Exercise instructions:
(a) In the hotel marketing text, edit the passage from "This story is" to "articles or offers." so that "The Independent" becomes "The Times".
(b) In one to three sentences, explain why the hotel marketing text calls the Facebook following better than a full-page newspaper advertisement.

Provided text:
First, it’s worth recounting the story I’m referring to. Some weeks back we learned that the Cranleigh Boutique hotel near Lake Windermere in the Lake District, has won an award for the best use of Facebooknamely for amassing 100,000 ‘likes’ over an 18-month period. The judges described it as a “really smart” campaign, and when you consider that they were up against the oeuvre of Evian, Aldi and VisitEngland – all of which already have immense consumer visibility – you realise just what an achievement it is.

To cap off the achievement (and in an initiative which formed part of the reward necessary to help gain those ‘likes’), the hotel then announced that it was allowing sole use of the hotel for a competition winner, over the course of a whole weekend, a prize worth more than £8,000.

This story is remarkable first and foremost because of the sheer scale of the numbers. This is an independent hotel in the Lake District, presumably with limited budgets like most other small businesses, and yet it has acquired numbers of followers on social media that would rival the reach achieved by a full page advertisement in The Independent. Better than that, the coverage doesn’t end with a single blast like it does with the newspaper advert – the business gets to keep talking to those fans week after week, with images, interesting articles or offers.

If you take a quick look at the Facebook page in question, it is obvious that these are engaged fans, too. Each post has hundreds if not thousands of ‘likes’, and a ton of comments and shares.

Granted, social media is not within the grasp of everyone, as far as technical proficiency is concerned. Hell, even publishers – supposedly media gurus – would struggle to put together such an effective campaign that draws this kind of attention. But it is irrefutable proof that small business owners should not brush over the social media revolution as being ‘something for the young people’, or indeed something requiring an expensive marketing agency.

You can make inroads and build a huge audience locally and nationally. And even with a more modest 10,000 likes, for instance, there is no doubt that this will improve occupancy, increase RevPAR and add more money to your bottom line.

Given records:
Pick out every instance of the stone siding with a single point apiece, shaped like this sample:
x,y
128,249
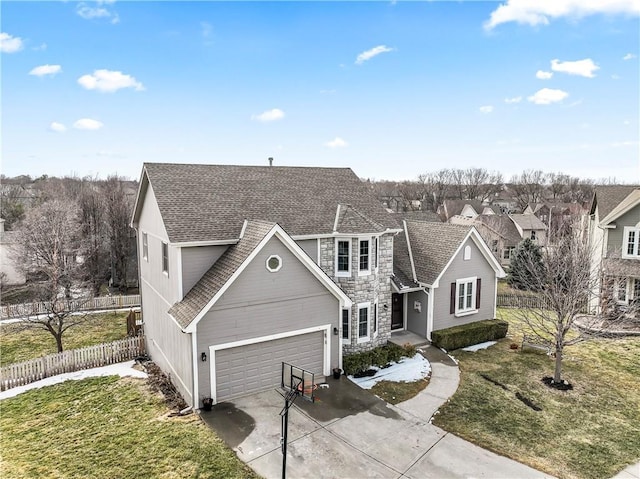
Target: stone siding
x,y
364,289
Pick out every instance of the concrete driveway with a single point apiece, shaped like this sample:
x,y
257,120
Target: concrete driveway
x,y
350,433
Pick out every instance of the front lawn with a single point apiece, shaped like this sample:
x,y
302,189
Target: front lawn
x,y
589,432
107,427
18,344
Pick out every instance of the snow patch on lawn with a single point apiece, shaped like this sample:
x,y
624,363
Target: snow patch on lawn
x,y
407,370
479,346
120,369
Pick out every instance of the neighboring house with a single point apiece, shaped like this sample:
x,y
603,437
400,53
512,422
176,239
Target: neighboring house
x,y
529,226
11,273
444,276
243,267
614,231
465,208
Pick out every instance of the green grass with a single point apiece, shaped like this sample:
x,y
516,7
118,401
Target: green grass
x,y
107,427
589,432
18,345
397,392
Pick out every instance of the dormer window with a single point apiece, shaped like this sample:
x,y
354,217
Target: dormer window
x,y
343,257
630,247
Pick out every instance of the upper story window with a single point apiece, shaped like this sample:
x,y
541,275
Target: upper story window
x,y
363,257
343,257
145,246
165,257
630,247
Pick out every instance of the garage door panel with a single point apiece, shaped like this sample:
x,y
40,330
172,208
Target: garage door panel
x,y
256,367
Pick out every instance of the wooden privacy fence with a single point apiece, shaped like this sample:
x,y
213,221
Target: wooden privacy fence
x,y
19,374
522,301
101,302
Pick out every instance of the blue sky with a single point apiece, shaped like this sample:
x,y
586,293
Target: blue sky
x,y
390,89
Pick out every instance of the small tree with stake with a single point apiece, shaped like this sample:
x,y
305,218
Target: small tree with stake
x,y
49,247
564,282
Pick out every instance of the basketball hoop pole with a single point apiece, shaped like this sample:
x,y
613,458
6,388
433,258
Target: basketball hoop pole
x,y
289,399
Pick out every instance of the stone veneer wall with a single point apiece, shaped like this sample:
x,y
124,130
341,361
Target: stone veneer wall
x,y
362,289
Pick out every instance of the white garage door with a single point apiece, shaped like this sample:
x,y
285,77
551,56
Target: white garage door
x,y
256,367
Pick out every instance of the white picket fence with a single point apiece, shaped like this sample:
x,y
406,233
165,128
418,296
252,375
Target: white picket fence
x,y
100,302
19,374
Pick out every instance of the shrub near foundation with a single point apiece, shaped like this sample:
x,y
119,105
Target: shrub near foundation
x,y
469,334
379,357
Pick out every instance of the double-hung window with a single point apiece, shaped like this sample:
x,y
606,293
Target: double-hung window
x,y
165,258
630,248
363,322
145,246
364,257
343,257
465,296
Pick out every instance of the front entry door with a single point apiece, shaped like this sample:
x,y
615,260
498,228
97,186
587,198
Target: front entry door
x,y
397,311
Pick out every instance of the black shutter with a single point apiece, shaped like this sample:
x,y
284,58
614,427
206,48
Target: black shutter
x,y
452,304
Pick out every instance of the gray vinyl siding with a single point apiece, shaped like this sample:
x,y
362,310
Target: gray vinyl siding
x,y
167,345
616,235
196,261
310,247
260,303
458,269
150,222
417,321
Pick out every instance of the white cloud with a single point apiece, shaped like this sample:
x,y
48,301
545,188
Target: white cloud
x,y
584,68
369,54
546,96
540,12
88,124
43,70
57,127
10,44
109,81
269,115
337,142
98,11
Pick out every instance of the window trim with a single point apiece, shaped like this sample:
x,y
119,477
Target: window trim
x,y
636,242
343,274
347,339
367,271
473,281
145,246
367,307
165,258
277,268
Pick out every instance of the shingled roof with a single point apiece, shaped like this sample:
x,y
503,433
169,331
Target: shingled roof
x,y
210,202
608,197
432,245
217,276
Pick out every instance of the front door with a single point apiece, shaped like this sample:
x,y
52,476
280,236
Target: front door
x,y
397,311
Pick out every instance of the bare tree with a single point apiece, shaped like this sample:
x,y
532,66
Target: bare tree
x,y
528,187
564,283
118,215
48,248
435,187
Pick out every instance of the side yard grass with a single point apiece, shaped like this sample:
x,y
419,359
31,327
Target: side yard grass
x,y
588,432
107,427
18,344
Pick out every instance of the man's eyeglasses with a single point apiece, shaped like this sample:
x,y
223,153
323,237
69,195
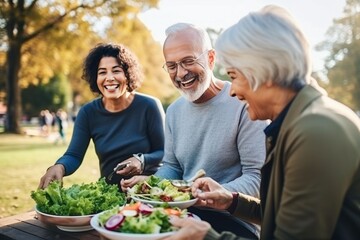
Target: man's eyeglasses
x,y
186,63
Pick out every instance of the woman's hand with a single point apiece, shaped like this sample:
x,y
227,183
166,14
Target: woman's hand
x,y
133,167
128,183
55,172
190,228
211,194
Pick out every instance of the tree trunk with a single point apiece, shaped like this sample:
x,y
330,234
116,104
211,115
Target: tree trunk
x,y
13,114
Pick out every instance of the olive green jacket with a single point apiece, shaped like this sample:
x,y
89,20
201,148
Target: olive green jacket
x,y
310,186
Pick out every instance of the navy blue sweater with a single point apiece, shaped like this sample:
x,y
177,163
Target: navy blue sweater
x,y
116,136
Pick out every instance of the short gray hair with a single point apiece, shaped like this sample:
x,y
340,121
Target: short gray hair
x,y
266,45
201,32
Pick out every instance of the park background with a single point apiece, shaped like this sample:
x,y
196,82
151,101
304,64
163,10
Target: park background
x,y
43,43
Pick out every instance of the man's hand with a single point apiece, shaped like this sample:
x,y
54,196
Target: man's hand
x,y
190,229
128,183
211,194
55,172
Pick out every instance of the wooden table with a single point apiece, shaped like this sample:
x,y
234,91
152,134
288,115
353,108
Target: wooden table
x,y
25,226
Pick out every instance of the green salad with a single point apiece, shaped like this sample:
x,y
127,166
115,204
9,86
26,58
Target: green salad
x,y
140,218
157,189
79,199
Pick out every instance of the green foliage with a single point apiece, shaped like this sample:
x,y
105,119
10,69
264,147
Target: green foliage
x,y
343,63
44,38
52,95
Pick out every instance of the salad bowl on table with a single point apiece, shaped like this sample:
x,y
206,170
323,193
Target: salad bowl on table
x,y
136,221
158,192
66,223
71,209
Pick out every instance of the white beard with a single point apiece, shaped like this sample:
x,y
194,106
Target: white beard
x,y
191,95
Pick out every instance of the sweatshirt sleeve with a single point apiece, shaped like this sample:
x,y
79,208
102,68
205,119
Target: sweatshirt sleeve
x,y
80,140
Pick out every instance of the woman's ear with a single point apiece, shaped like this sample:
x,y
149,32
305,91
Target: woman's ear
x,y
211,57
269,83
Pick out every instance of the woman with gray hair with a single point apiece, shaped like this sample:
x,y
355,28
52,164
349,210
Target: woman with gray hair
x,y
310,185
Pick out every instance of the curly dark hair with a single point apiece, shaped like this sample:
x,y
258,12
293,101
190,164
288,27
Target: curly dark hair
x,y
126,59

Written responses:
(a)
This story is remarkable first and foremost because of the sheer scale of the numbers. This is an independent hotel in the Lake District, presumably with limited budgets like most other small businesses, and yet it has acquired numbers of followers on social media that would rival the reach achieved by a full page advertisement in The Times. Better than that, the coverage doesn’t end with a single blast like it does with the newspaper advert – the business gets to keep talking to those fans week after week, with images, interesting articles or offers.

(b) A newspaper advert's coverage ends with a single blast. With the Facebook following, the business gets to keep talking to those fans week after week, with images, interesting articles or offers.